# [Exercise]
Count the lines in the items below that contain the string "light", with case mattering. Reply with the number alone.

A block of data
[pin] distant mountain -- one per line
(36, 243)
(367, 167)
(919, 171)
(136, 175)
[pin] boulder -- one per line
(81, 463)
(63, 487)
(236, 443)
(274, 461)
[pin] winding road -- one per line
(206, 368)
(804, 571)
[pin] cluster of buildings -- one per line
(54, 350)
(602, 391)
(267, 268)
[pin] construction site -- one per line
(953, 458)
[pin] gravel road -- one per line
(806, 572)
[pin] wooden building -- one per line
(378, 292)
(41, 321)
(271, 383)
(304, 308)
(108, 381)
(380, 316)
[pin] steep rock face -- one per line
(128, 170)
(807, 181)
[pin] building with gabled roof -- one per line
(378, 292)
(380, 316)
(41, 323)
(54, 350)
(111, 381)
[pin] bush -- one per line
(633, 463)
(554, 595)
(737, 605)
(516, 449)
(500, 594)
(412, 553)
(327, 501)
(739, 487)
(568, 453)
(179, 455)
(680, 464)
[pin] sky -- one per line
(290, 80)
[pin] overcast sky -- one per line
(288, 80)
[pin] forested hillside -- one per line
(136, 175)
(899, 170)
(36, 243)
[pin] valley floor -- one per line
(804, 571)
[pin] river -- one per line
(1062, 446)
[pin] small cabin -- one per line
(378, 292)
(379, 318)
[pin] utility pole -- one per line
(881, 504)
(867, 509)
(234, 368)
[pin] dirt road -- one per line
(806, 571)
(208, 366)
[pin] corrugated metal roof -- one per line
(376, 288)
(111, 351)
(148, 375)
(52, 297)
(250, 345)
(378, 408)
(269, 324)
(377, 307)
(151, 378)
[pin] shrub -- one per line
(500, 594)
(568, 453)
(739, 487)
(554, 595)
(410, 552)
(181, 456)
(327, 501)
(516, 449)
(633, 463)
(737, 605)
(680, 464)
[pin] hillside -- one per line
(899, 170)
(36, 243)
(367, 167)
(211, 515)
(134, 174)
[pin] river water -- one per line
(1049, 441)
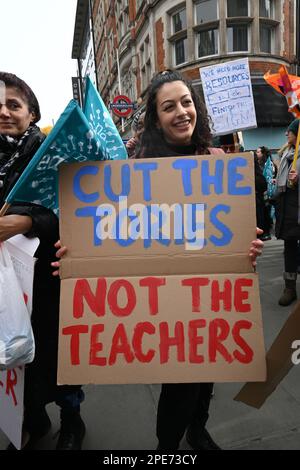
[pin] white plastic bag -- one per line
(16, 336)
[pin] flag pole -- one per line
(294, 164)
(4, 208)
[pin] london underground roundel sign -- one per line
(122, 106)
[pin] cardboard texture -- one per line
(163, 295)
(279, 363)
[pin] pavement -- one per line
(123, 417)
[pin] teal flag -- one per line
(74, 138)
(102, 125)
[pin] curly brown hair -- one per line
(153, 143)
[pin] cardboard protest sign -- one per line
(157, 285)
(279, 362)
(11, 404)
(228, 96)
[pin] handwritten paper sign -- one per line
(228, 96)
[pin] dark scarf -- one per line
(11, 149)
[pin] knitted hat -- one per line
(294, 126)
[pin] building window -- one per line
(208, 42)
(266, 38)
(179, 21)
(266, 9)
(237, 38)
(206, 10)
(237, 8)
(180, 47)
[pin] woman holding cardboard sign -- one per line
(176, 123)
(19, 140)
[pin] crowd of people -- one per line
(174, 122)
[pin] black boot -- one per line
(200, 439)
(36, 425)
(72, 431)
(289, 294)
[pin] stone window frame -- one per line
(179, 35)
(253, 22)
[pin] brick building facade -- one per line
(133, 39)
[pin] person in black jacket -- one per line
(19, 140)
(287, 209)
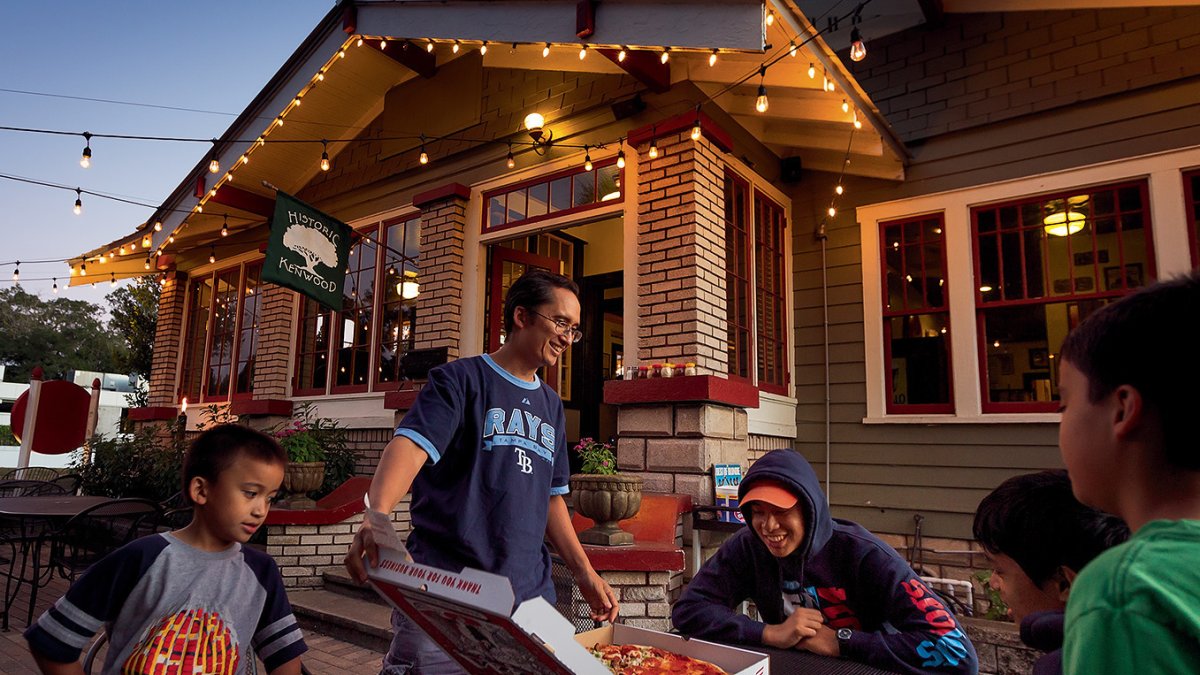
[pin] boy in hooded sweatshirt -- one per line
(821, 584)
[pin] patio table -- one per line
(31, 514)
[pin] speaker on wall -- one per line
(790, 169)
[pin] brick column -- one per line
(275, 336)
(439, 305)
(681, 254)
(168, 340)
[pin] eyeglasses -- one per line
(562, 327)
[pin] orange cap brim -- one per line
(771, 493)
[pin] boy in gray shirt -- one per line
(192, 601)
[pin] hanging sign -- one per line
(307, 251)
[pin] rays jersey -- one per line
(497, 454)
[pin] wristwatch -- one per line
(844, 637)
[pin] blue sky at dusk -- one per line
(210, 58)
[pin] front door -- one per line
(507, 266)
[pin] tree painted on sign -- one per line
(312, 244)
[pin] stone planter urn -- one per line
(606, 500)
(299, 479)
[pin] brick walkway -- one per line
(325, 656)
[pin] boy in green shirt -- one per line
(1131, 388)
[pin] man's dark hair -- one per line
(534, 288)
(217, 448)
(1036, 520)
(1149, 341)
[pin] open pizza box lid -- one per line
(732, 659)
(471, 614)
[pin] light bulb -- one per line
(857, 47)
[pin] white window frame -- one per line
(1162, 171)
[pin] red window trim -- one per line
(1191, 203)
(892, 407)
(780, 334)
(987, 405)
(485, 228)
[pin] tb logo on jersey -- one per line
(525, 461)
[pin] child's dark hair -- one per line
(532, 290)
(217, 448)
(1149, 341)
(1036, 520)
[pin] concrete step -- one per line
(352, 620)
(339, 581)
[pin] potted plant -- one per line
(305, 470)
(604, 495)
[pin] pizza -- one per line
(641, 659)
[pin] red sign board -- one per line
(61, 417)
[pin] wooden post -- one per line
(27, 438)
(93, 416)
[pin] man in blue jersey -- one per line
(484, 451)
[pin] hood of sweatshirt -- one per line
(791, 470)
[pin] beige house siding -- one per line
(1146, 99)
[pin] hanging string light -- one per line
(761, 103)
(85, 160)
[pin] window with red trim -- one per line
(221, 339)
(1192, 201)
(1042, 266)
(916, 316)
(756, 285)
(771, 311)
(737, 273)
(376, 324)
(565, 192)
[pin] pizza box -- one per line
(732, 659)
(472, 615)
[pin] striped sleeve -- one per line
(63, 632)
(277, 638)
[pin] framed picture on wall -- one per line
(1039, 358)
(1128, 276)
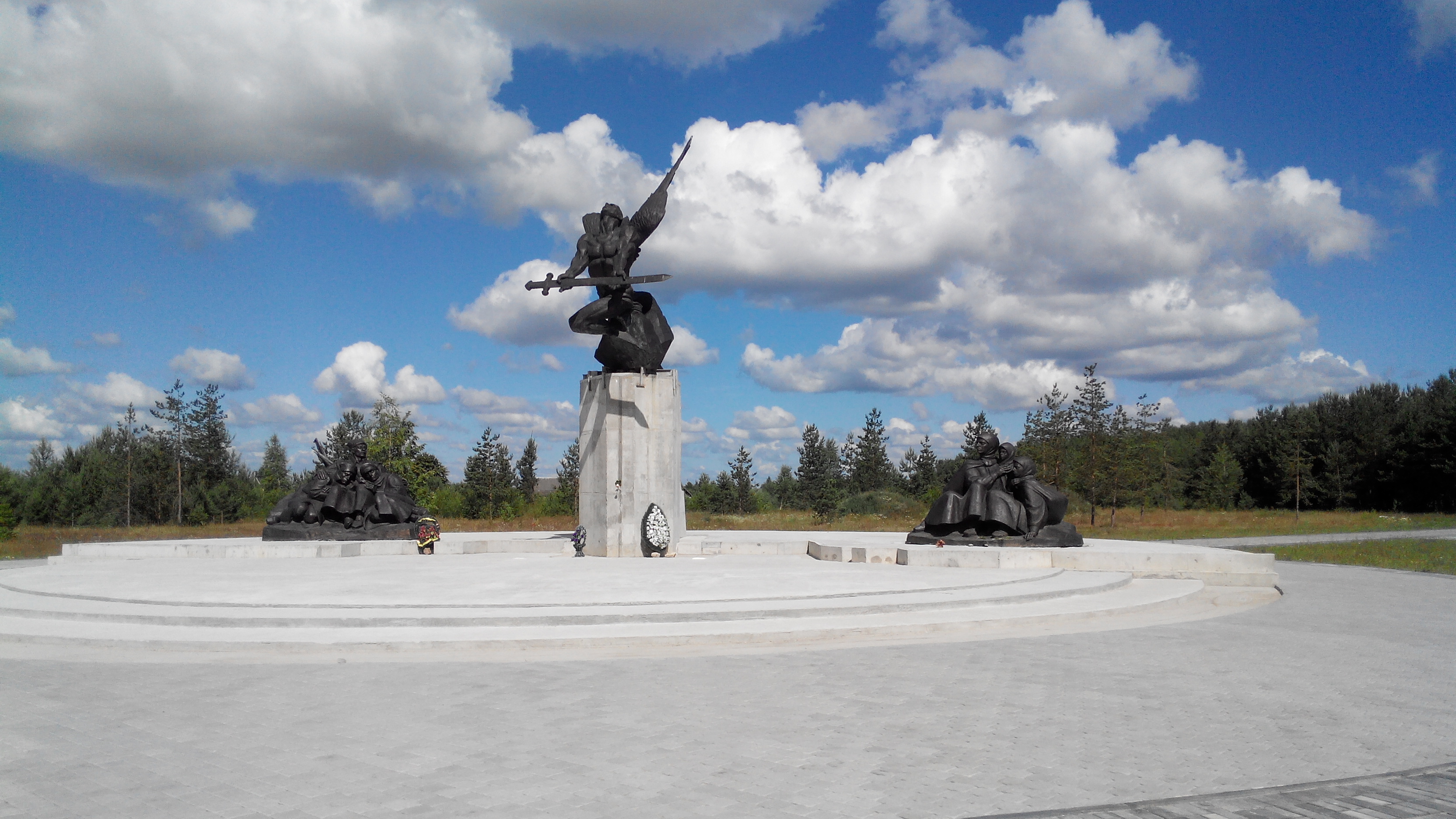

# [Output of the task]
2